### TO-DO LIST
(1) List every web address given in the Mobile Partner thread.
(2) Reproduce the portion of the Mobile Partner thread starting at "I don't know that" and ending at "similar HUAWEI sticks.", word for word.

# Mobile Partner for 4G Dongle



## balanga (Jul 31, 2016)

I have recently acquired a HUAWEI E3372 Mobile Broadband LTE USB STICK 3G 4G Dongle 150Mb MOBILE PARTNER which works fine with Windows once the included software is installed.

The software is called Mobile Partner and is provided by Huawei and is open source. Does anyone know if a FreeBSD version is available?

A Linux version is available here:-

http://myusbmodem.com/huawei-mobile-partner-download-all-version-all-os.html

But I don't know if the source is available anywhere.


----------



## Murph (Jul 31, 2016)

I don't know that specific dongle, but at least some GSM/GPRS/3G type dongles just emulate a USB serial port with a Hayes-compatible modem attached to it.  The solution might be as simple as setting up a PPP daemon with a dial string of "ATD*99#" (*99# is a common "number" used by the phones and dongles for data service, I can't remember if it's actually an official part of the GSM spec).  In some cases, the software just provides a nice looking interface which wraps around the standard system tools.

If the device needs more proprietary control, you might be out of luck.


----------



## Phishfry (Jul 31, 2016)

Look over in the pfSense forum. There are many hints there on similar HUAWEI sticks.
https://forum.pfsense.org/index.php?topic=99705.0
https://forum.pfsense.org/index.php?topic=103328.0


----------



## Phishfry (Jul 31, 2016)

So to steer you in the right direction you can forget the Huawei Linux software. You need to decide how you want to run it. Either PPP mode which would use MPD5 for connections or the ue0 method where it looks like a USB ethernet adapter via NDIS.
There are additional methods to switch VID/PID beside usbmodeswitch as well involving Linux.

Generally for setup you would use FreeBSD's terminal program cu to send AT commands to control your modem.
For example:
`cu -l /dev/cuaU0.2`

cuaU0.2 is my Sierra's AT command port. You need to find yours. It may have a different last digit than mine.


----------

### SUPPLIED INFORMATION

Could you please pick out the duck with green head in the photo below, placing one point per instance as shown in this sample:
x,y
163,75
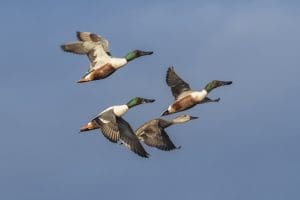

### WRITTEN ANSWERS
(1)
http://myusbmodem.com/huawei-mobile-partner-download-all-version-all-os.html
https://forum.pfsense.org/index.php?topic=99705.0
https://forum.pfsense.org/index.php?topic=103328.0

(2)
I don't know that specific dongle, but at least some GSM/GPRS/3G type dongles just emulate a USB serial port with a Hayes-compatible modem attached to it.  The solution might be as simple as setting up a PPP daemon with a dial string of "ATD*99#" (*99# is a common "number" used by the phones and dongles for data service, I can't remember if it's actually an official part of the GSM spec).  In some cases, the software just provides a nice looking interface which wraps around the standard system tools.

If the device needs more proprietary control, you might be out of luck.


----------



## Phishfry (Jul 31, 2016)

Look over in the pfSense forum. There are many hints there on similar HUAWEI sticks.